> **Task requirements**
Exactly how many lines in the entries contain "denim"? Give that number alone.

━━━━━━━━━━

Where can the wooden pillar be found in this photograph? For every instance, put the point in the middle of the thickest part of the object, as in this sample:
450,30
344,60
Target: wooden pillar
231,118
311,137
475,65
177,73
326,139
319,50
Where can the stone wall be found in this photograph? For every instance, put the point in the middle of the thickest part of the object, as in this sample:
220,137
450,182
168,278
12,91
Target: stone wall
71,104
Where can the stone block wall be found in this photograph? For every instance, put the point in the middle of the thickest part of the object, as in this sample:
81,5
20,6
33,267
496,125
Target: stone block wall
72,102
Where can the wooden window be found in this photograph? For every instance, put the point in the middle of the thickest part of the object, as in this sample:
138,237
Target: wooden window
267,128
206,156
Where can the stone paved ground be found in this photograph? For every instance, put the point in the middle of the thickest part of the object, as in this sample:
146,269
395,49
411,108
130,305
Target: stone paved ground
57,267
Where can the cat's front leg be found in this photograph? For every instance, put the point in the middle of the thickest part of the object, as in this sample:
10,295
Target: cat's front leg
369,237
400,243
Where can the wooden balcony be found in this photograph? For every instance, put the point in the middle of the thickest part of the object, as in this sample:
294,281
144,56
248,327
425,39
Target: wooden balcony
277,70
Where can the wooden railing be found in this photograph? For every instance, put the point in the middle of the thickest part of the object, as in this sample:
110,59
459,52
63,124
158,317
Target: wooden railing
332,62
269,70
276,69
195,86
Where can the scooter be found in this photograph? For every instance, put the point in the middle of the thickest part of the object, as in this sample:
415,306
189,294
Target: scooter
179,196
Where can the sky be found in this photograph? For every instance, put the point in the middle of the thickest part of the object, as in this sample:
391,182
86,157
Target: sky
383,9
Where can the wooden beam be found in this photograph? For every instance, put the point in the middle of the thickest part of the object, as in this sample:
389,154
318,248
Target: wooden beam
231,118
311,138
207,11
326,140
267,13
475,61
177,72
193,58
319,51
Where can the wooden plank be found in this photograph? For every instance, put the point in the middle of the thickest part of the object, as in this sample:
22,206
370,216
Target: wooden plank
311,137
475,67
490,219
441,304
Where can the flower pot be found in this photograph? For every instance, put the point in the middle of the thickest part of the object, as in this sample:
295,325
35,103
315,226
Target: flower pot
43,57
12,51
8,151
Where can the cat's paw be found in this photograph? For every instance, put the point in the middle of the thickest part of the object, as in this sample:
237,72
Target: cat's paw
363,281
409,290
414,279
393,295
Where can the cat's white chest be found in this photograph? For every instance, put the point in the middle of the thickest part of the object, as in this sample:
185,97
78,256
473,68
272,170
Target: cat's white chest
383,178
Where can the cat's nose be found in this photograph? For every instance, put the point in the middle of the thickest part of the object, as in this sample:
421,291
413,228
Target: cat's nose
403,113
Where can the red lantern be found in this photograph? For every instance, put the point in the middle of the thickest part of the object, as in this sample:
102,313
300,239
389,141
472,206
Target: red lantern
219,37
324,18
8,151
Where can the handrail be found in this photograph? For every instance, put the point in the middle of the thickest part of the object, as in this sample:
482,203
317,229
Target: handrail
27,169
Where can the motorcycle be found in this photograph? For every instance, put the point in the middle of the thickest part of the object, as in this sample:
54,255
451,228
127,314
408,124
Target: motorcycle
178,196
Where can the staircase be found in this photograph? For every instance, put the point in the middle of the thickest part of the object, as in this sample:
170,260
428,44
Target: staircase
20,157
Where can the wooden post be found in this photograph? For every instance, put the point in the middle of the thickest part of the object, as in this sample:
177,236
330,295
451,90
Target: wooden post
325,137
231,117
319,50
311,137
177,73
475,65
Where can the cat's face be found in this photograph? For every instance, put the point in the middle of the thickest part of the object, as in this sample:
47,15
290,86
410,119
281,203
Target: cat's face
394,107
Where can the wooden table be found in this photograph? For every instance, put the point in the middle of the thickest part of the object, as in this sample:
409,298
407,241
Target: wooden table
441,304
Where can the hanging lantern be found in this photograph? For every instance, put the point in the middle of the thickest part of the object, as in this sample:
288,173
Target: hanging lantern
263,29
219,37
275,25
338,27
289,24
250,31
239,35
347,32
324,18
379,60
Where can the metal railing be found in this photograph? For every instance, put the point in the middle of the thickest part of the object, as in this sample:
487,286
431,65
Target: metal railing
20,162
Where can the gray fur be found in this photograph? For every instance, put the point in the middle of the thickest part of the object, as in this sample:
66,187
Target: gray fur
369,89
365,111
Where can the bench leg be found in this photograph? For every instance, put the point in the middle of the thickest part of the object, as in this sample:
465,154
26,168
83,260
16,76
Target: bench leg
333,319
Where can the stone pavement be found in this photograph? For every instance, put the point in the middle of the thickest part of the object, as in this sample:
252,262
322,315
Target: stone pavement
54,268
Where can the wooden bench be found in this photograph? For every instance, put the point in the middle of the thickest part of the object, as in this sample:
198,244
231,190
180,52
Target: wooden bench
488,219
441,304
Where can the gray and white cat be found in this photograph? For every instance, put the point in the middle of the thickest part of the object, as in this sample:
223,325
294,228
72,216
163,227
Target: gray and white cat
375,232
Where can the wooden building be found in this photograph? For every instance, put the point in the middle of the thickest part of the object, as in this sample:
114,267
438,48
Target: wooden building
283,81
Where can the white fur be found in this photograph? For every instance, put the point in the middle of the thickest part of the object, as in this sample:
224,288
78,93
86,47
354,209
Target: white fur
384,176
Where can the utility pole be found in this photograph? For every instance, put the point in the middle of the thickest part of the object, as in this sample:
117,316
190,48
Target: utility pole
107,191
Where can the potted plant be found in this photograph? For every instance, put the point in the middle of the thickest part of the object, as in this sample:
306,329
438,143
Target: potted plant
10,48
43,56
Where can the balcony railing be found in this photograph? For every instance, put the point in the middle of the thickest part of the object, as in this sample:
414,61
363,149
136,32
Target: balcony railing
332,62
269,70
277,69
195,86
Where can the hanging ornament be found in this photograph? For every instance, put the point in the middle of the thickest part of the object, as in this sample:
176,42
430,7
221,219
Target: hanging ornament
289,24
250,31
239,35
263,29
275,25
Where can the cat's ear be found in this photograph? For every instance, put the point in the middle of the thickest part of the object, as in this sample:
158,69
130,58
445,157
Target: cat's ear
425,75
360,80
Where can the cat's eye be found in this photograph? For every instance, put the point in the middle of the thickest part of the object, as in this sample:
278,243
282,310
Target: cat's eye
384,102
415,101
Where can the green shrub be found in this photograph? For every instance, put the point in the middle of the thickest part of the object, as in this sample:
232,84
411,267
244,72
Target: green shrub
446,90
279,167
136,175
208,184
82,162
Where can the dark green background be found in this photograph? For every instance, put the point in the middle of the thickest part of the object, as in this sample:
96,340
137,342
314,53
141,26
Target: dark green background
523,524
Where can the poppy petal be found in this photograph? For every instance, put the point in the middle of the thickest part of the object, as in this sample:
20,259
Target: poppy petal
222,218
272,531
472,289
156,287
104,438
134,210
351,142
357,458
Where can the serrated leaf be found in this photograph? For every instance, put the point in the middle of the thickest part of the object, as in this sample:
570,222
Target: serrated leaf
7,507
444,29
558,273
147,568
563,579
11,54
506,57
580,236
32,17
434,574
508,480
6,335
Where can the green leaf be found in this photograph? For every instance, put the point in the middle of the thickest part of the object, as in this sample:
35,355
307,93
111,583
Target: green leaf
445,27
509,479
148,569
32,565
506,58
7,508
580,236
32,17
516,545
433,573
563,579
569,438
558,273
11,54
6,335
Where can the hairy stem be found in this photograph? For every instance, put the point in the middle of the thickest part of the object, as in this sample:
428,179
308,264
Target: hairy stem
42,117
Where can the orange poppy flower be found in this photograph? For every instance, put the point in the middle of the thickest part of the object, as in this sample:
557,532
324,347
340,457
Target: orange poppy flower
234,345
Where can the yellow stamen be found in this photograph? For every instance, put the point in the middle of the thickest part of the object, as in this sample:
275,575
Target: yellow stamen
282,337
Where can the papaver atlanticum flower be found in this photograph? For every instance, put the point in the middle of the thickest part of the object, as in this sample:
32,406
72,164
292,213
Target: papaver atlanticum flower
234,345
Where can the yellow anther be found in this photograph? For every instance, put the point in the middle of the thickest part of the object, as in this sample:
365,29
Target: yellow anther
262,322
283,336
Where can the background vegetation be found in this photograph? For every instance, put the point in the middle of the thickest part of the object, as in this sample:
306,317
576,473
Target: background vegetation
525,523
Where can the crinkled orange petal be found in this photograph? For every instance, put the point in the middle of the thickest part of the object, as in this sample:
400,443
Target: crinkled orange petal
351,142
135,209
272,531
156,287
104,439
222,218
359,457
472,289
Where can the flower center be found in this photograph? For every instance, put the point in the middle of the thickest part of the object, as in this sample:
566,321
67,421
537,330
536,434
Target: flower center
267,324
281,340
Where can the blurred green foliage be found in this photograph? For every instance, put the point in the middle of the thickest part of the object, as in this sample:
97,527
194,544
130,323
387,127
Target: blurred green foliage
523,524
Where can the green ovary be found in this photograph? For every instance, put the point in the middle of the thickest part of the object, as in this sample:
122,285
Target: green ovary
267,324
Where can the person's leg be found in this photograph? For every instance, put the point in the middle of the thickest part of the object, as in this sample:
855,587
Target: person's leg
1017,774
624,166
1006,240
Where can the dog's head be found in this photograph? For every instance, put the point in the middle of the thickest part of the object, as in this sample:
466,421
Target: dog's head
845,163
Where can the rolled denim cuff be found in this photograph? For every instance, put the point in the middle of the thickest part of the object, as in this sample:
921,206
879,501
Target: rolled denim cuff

━━━━━━━━━━

> **Task answer**
2